▸ **Text passage**
“Sam Bankman-Fried is the new John Pierpont Morgan– he is bailing out cryptocurrency markets the way the original J. P. Morgan did after the crisis of 1907.”
That’s how Anthony ‘The Mooch’ Scaramucci, the frankly hilarious yet short-lived White House Communications Director under Donald Trump described the FTX and Alameda Research head, known online as SBF, in June.
The comparison wasn’t missed by Bloomberg either, who in July wrote:
"Just like other financial barons before (SBF) – John Pierpont Morgan a century ago and Warren Buffett in modern times – he’s exploiting the bad fortune of rivals to expand his empire on the cheap."
Exploiting is a pretty harsh word and to be fair, SBF is far from the only major investor in the crypto space to be buying the dip.
Singapore fund Temasek just joined Sandbox developer Animoca Brands in a US$100mln funding round, while Silicon Valley firm Andreessen Horowitz launched a US$4.5bn crypto fund bank in May.
But where SBF diverges is in his insistence in offering to buy up – sorry help – distressed assets in the space, from big-hitters like Voyager and BlockFi, to lesser known enterprises like Japanese exchange Liquid Group, Canadian exchange Bitvo, and even some Bitcoin miners.
Not to mention his 7.5% stake in Robinhood (NASDAQ:HOOD) after the hybrid trading platform suffereded over US$3.7bn in losses throughout 2021 (he’s denied having intentions for an outright acquisition).
Hence why the comparisons between JPM and SBF stick; JPM made his name by reorganising large businesses, turning them profitable and gaining significant control as a result.
His most legendary move was financing the industrial consolidations that formed the United States Steel (NYSE:X), International Harvester, and General Electric (NYSE:NYSE:GE), subsequently being credited with rescuing the entire US monetary system.
JPM and his magnificant 'stash – Source: britannica.com
In comparison, for all of SBF’s offers to bailout collapsing crypto ventures, only a few have had any resounding impact.
He called FTX’s US$70mln Voyager bailout money “down the drain” last month, while other credit line offers have been outright rejected.
Furthermore, SBF has distanced himself from the biggest failure of all, Celsius Network, which even he deemed too toxic to go near.

▸ **Study material**
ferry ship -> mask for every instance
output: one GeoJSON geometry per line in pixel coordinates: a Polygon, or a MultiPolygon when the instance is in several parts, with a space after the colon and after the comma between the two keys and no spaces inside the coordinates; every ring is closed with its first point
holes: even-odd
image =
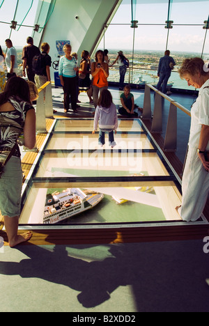
{"type": "Polygon", "coordinates": [[[104,198],[103,194],[68,188],[61,192],[48,194],[44,211],[43,224],[54,224],[98,205],[104,198]]]}

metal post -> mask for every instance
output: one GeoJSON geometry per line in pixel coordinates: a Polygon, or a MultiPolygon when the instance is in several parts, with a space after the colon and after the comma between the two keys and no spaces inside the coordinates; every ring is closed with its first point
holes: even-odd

▸ **What to do**
Using the article on Sam Bankman-Fried, answer these:
(a) Which outlet compared him in July to John Pierpont Morgan and Warren Buffett?
(b) How did he describe FTX's US$70mln Voyager bailout money?
(c) Which failed company did he deem too toxic to go near?

▸ **Exercise answer**
(a) Bloomberg
(b) As money "down the drain"
(c) Celsius Network